__요구 사항__.
아래 항목을 모두 한 줄당 문자열 하나씩 담은 JSON 목록으로 출력하고, 빈 줄은 넣지 마세요.

__원본 데이터__.
====

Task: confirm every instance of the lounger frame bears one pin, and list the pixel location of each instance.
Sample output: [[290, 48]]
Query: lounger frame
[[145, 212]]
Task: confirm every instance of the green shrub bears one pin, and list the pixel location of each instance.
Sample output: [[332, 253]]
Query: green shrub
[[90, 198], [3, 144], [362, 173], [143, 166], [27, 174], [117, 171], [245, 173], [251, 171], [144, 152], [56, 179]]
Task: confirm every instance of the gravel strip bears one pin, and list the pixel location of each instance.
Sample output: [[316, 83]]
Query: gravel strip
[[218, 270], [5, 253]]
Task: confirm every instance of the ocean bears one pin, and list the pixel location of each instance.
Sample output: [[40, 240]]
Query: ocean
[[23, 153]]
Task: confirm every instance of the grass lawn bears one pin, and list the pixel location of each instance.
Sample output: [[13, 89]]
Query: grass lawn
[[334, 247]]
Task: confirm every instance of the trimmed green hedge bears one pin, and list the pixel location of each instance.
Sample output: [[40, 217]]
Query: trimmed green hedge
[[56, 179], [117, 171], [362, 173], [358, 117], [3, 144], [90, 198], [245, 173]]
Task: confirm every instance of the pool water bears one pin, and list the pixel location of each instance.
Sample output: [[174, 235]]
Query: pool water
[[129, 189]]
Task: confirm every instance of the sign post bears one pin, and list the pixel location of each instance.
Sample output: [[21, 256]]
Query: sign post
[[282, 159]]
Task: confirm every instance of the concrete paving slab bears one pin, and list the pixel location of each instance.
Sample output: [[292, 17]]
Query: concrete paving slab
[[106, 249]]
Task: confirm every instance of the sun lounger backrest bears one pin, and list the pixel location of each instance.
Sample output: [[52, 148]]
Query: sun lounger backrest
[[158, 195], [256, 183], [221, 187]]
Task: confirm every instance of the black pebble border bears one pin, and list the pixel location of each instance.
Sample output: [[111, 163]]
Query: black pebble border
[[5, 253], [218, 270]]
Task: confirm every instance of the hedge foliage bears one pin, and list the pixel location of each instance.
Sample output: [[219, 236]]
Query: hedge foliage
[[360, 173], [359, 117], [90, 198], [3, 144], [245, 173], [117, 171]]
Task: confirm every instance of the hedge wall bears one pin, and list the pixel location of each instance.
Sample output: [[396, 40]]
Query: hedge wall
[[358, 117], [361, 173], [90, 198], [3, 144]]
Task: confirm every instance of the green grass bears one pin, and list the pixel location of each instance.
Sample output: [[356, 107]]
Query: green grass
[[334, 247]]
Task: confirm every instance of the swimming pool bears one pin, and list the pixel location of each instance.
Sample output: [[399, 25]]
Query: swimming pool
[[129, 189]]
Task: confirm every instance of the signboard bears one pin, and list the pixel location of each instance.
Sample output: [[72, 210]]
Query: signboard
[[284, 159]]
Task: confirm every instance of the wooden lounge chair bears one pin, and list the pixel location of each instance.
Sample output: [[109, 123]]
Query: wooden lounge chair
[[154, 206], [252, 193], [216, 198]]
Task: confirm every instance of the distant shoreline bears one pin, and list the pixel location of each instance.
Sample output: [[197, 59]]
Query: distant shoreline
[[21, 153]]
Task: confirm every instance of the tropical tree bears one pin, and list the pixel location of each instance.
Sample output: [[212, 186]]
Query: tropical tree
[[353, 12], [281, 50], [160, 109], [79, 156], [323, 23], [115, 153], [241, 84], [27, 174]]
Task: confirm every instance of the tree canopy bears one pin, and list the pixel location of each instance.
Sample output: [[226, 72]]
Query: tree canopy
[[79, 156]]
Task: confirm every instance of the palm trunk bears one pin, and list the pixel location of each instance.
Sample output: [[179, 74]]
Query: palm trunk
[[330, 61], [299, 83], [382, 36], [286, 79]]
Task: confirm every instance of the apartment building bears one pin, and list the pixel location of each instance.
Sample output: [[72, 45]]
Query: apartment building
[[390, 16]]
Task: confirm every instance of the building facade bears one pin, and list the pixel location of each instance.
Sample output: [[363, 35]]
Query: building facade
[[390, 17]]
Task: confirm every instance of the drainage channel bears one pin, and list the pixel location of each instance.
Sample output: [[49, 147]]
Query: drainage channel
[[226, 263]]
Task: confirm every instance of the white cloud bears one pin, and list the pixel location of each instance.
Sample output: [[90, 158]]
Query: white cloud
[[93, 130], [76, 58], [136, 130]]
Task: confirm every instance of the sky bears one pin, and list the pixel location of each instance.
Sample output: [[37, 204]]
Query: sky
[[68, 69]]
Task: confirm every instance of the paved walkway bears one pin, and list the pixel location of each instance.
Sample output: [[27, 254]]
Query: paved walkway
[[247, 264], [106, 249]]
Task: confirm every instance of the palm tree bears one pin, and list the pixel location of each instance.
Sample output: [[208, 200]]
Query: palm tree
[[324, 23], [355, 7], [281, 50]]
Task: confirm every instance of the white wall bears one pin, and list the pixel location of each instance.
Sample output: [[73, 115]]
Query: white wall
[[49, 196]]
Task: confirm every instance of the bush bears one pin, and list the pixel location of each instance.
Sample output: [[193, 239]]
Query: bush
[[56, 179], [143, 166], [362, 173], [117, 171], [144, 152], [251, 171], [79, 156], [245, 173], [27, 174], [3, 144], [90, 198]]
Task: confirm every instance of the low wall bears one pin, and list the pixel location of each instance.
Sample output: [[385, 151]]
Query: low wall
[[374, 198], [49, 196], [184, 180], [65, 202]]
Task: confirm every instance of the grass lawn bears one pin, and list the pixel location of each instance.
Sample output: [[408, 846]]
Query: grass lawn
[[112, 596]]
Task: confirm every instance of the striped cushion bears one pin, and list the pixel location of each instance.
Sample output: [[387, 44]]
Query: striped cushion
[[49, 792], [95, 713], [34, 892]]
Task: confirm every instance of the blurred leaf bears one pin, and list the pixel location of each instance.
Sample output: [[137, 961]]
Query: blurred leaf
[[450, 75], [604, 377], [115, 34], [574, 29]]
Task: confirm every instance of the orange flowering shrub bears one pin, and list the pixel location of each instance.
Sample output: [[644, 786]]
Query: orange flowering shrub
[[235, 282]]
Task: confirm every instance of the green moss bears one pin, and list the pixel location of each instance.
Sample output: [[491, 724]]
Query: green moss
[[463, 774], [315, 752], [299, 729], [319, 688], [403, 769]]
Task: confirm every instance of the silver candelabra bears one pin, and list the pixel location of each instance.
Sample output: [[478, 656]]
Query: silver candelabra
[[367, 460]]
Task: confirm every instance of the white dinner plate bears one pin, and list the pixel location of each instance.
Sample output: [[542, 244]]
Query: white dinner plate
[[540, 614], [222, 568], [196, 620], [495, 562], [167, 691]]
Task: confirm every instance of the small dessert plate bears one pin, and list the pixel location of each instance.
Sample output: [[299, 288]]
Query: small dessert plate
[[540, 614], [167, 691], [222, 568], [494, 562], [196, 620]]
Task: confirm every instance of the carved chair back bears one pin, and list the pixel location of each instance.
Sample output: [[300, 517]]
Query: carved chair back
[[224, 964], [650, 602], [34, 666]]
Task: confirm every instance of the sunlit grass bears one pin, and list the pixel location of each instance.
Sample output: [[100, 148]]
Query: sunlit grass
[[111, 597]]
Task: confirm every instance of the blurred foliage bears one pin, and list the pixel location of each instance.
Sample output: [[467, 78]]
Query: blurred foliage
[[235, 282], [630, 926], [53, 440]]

====

__연습 문제 정답__.
[
  "Task: confirm every instance of the lounger frame bears one pin, and list the pixel location of each instance.",
  "Sample output: [[290, 48]]",
  "Query: lounger frame",
  "[[145, 212]]",
  "Task: confirm every instance of the green shrub bears one pin, and list the pixel location of each instance.",
  "Sample output: [[332, 253]]",
  "Query: green shrub",
  "[[90, 198], [3, 144], [362, 173], [143, 166], [27, 174], [117, 171], [245, 173], [251, 171], [144, 152], [56, 179]]",
  "Task: confirm every instance of the gravel strip bears one pin, and list the pixel location of each instance.",
  "Sample output: [[316, 83]]",
  "Query: gravel strip",
  "[[218, 270], [5, 253]]",
  "Task: confirm every instance of the ocean bears one pin, and list the pixel location of each instance.",
  "Sample output: [[40, 240]]",
  "Query: ocean",
  "[[23, 153]]",
  "Task: confirm every instance of the grass lawn bears one pin, and list the pixel location of each instance.",
  "Sample output: [[13, 89]]",
  "Query: grass lawn",
  "[[334, 247]]",
  "Task: confirm every instance of the trimmed green hedge bears one pin, and list the pixel location of each instance.",
  "Sample output: [[40, 217]]",
  "Query: trimmed green hedge",
  "[[56, 179], [117, 171], [362, 173], [358, 117], [3, 144], [90, 198], [245, 173]]",
  "Task: confirm every instance of the pool water bears one pin, and list the pixel location of each instance.",
  "Sample output: [[174, 235]]",
  "Query: pool water",
  "[[129, 189]]",
  "Task: confirm every instance of the sign post bears one pin, and list the pixel location of each instance.",
  "Sample output: [[21, 256]]",
  "Query: sign post",
  "[[282, 159]]",
  "Task: confirm every instance of the concrete paving slab bears one pin, and list the pixel location of each instance.",
  "Sample output: [[292, 17]]",
  "Query: concrete paving slab",
  "[[106, 249]]",
  "Task: confirm every instance of the sun lounger backrest bears one pin, and list the pixel location of each instance.",
  "Sample output: [[52, 148]]",
  "Query: sun lounger backrest",
  "[[158, 195], [256, 183], [221, 187]]",
  "Task: confirm every instance of the black pebble border bears one pin, and list the pixel location of each instance.",
  "Sample output: [[111, 163]]",
  "Query: black pebble border",
  "[[5, 253], [218, 270]]",
  "Task: confirm every instance of the hedge foliage bears one pin, and list the pixel location of each instance.",
  "Sample output: [[219, 236]]",
  "Query: hedge foliage",
  "[[360, 173], [359, 117], [90, 198], [3, 144], [245, 173], [117, 171]]",
  "Task: confirm every instance of the hedge wall bears one pin, and list the pixel location of each instance.",
  "Sample output: [[396, 40]]",
  "Query: hedge wall",
  "[[358, 117], [361, 173], [90, 198], [3, 144]]",
  "Task: confirm every instance of the green grass bears one pin, and list the pixel location of each instance.",
  "Sample output: [[356, 107]]",
  "Query: green grass",
  "[[334, 247]]",
  "Task: confirm every instance of the swimming pool bears one pin, and list the pixel location of each instance.",
  "Sample output: [[399, 25]]",
  "Query: swimming pool",
  "[[129, 189]]",
  "Task: confirm every instance of the signboard bears one pin, and list the pixel location of each instance.",
  "Sample output: [[72, 210]]",
  "Query: signboard",
  "[[284, 159]]",
  "Task: confirm every instance of the wooden lounge chair bears one pin, and list the pixel location of each instance.",
  "Sample output: [[109, 123]]",
  "Query: wooden lounge chair",
  "[[154, 206], [252, 193], [216, 198]]",
  "Task: confirm every instance of the distant shoreline bears one pin, and list the pixel location of each instance.",
  "Sample output: [[197, 59]]",
  "Query: distant shoreline",
  "[[21, 153]]",
  "Task: confirm every instance of the tropical tree bears one pin, and list the pixel location of each instance.",
  "Sample output: [[212, 186]]",
  "Query: tropical tree",
  "[[353, 12], [281, 50], [160, 109], [79, 156], [323, 23], [115, 153], [241, 84], [27, 174]]",
  "Task: confirm every instance of the tree canopy bears one pin, and list the pixel location of each instance.",
  "Sample output: [[226, 72]]",
  "Query: tree canopy",
  "[[79, 156]]",
  "Task: confirm every instance of the palm trunk bears one pin, and list the pixel location of each instance.",
  "Sample output: [[179, 74]]",
  "Query: palm trunk",
  "[[330, 61], [299, 83], [382, 36], [286, 79]]",
  "Task: confirm every instance of the apartment building bears one pin, and list the pixel location of each instance.",
  "Sample output: [[72, 45]]",
  "Query: apartment building",
  "[[390, 16]]",
  "Task: confirm every instance of the building facade bears one pin, and list the pixel location of each instance.",
  "Sample output: [[363, 35]]",
  "Query: building facade",
  "[[390, 17]]",
  "Task: confirm every instance of the drainage channel bears one pin, and list the pixel location of each instance.",
  "Sample output: [[49, 147]]",
  "Query: drainage channel",
  "[[226, 263]]",
  "Task: confirm every instance of the white cloud bears one pin, and list the pixel location of each instance.",
  "Sample output: [[90, 158]]",
  "Query: white cloud",
  "[[93, 130], [76, 58], [136, 130]]",
  "Task: confirm every instance of the sky bears one pin, and list the pixel location of each instance.",
  "Sample output: [[37, 204]]",
  "Query: sky",
  "[[68, 69]]",
  "Task: confirm every instance of the paved walkway bears one pin, and list the pixel location of each instance.",
  "Sample output: [[27, 254]]",
  "Query: paved walkway",
  "[[247, 264], [106, 249]]",
  "Task: confirm every instance of the palm tree bears one pin, and list the pixel location of each instance.",
  "Sample output: [[208, 200]]",
  "Query: palm tree",
  "[[324, 23], [355, 7], [281, 50]]",
  "Task: confirm every instance of the white wall bears one pin, and list the pixel location of each instance.",
  "Sample output: [[73, 115]]",
  "Query: white wall",
  "[[49, 196]]",
  "Task: confirm every instance of the bush bears one pin, and list the pixel location of each instance.",
  "Sample output: [[193, 239]]",
  "Query: bush",
  "[[56, 179], [143, 166], [362, 173], [117, 171], [144, 152], [251, 171], [79, 156], [245, 173], [27, 174], [3, 144], [90, 198]]",
  "Task: confirm every instance of the low wall bears one pin, and list the pixel location of each instance.",
  "Sample output: [[385, 151]]",
  "Query: low wall",
  "[[374, 198], [49, 196], [184, 180], [65, 202]]",
  "Task: confirm every instance of the grass lawn bears one pin, and list the pixel location of each instance.",
  "Sample output: [[408, 846]]",
  "Query: grass lawn",
  "[[112, 596]]",
  "Task: confirm every instance of the striped cushion bears one pin, and list the pixel location of each instance.",
  "Sample output: [[387, 44]]",
  "Query: striped cushion",
  "[[49, 792], [95, 713], [34, 892]]",
  "Task: confirm every instance of the blurred leaf bears one pin, and list the pixel location of each instance.",
  "Sample output: [[137, 961]]",
  "Query: blurred leaf",
  "[[450, 75], [604, 377], [115, 34], [574, 29]]",
  "Task: confirm every instance of the orange flowering shrub bears one pin, and list the pixel location of each instance.",
  "Sample output: [[644, 786]]",
  "Query: orange flowering shrub",
  "[[235, 282]]",
  "Task: confirm every instance of the green moss bears one pin, and list the pixel location of each instance.",
  "Sample output: [[491, 724]]",
  "Query: green moss",
  "[[463, 774], [315, 752], [299, 729], [319, 688], [403, 769]]",
  "Task: confirm every instance of the silver candelabra bears one pin, and list the pixel location of each instance.",
  "Sample output: [[478, 656]]",
  "Query: silver candelabra",
  "[[367, 460]]",
  "Task: confirm every instance of the white dinner plate bears one pin, and list the pixel location of each instance.",
  "Sample output: [[542, 244]]",
  "Query: white dinner plate",
  "[[540, 614], [222, 568], [196, 620], [495, 562], [167, 691]]",
  "Task: confirm every instance of the small dessert plate bears one pin, and list the pixel location of each instance.",
  "Sample output: [[299, 288]]",
  "Query: small dessert plate",
  "[[540, 614], [167, 691], [222, 568], [494, 562], [196, 620]]",
  "Task: confirm every instance of the carved chair back bears one pin, and list the pixel location of each instance.",
  "Sample output: [[300, 517]]",
  "Query: carved chair back",
  "[[224, 964], [650, 602], [34, 666]]",
  "Task: confirm every instance of the sunlit grass bears one pin, and list the pixel location of each instance.",
  "Sample output: [[100, 148]]",
  "Query: sunlit grass",
  "[[111, 597]]",
  "Task: confirm every instance of the blurred foliage bears one pin, and list the pixel location of each instance.",
  "Sample output: [[467, 78]]",
  "Query: blurred foliage",
  "[[235, 282], [630, 926], [53, 440]]"
]